What needs to be done. Swap "thickest" for "widest" everywhere in the data below, then write out all of its lines again with nothing else changed.

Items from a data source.
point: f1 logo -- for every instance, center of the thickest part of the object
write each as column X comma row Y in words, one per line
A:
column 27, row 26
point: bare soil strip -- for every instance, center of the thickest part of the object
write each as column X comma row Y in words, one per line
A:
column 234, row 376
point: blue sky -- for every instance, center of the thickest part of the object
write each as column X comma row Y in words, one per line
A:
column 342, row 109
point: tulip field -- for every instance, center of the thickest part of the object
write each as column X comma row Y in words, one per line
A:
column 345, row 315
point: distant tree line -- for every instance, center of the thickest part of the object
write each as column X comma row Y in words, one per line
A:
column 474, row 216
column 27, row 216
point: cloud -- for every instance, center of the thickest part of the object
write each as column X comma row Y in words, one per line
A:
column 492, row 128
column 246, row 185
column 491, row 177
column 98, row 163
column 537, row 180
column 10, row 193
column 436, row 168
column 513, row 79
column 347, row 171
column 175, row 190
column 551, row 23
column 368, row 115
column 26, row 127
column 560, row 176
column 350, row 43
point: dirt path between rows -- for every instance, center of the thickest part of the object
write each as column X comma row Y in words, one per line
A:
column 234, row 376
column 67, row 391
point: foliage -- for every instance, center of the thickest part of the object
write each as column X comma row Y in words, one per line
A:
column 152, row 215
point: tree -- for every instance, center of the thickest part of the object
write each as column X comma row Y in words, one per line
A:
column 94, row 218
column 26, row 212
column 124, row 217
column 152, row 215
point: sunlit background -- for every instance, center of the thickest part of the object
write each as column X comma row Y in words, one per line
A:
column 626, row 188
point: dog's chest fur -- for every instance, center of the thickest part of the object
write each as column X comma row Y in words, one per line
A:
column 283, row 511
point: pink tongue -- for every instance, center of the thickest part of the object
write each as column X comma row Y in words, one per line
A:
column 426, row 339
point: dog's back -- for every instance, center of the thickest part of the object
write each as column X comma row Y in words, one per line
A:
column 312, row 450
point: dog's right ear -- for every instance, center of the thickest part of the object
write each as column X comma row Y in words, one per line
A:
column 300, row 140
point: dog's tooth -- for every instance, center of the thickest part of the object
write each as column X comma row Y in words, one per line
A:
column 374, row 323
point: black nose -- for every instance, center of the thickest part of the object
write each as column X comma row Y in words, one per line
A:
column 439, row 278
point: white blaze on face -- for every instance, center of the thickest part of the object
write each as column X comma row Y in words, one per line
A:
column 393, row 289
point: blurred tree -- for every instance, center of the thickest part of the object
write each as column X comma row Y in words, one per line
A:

Complete output.
point: f1 logo -- for every instance, center of the widest part of the object
write each as column X comma row Y in words, one per line
A:
column 27, row 26
point: bare soil strip -- for every instance, center of the widest part of the object
write each as column X comma row Y in words, one per line
A:
column 234, row 376
point: blue sky -- for every instance, center of the widest part of the object
write each as column X comma row Y in words, one per line
A:
column 342, row 109
point: tulip field -- for every instance, center of the widest part of the object
write each as column X comma row Y in words, one per line
A:
column 345, row 315
point: distant tree line -- for every instance, center of the widest part of the object
write each as column X comma row Y in words, one per line
A:
column 474, row 216
column 27, row 216
point: cloud -- for every instance, center of the widest part of the object
write each as column X comma row Y in words, one per line
A:
column 492, row 128
column 246, row 185
column 491, row 177
column 98, row 163
column 537, row 180
column 10, row 193
column 436, row 168
column 513, row 79
column 347, row 171
column 175, row 190
column 551, row 23
column 368, row 115
column 26, row 127
column 560, row 176
column 350, row 43
point: dirt path between rows -- for every instance, center of the widest part of the object
write each as column X comma row Y in words, one per line
A:
column 234, row 376
column 67, row 391
point: foliage -- for every instance, center of the widest part of the object
write each as column X comma row Y in words, one per line
A:
column 152, row 215
point: tree -- for every instance, center of the widest part of the object
write each as column X comma row Y in words, one per line
A:
column 94, row 218
column 26, row 212
column 124, row 217
column 152, row 215
point: sunlit background -- for every instance, center of the widest part of the object
write each as column X comma row Y in words, one per line
A:
column 626, row 188
point: dog's chest fur -- for every instance, center of the widest part of the object
write each as column X comma row Y in words, one per line
A:
column 283, row 511
point: pink tongue -- for every instance, center of the widest part of the object
write each as column X comma row Y in words, one per line
A:
column 426, row 339
point: dog's back -- for every instance, center of the widest part of the object
write each as column X comma row Y in words, one per line
A:
column 312, row 450
point: dog's right ear -- for every instance, center of the widest part of the object
write each as column X comma row Y in words, one per line
A:
column 300, row 140
point: dog's tooth -- for every instance, center of the widest part of the object
write each as column X comma row Y in words, one per line
A:
column 374, row 323
point: black nose -- for every instance, center of the widest part of the object
write each as column X comma row Y in words, one per line
A:
column 439, row 278
point: white blaze on face -- for every instance, center of the widest part of the object
write each as column X comma row Y in words, one per line
A:
column 393, row 289
point: blurred tree -- for every instance, center of the widest part of the object
write each as column X comma row Y in words, one per line
A:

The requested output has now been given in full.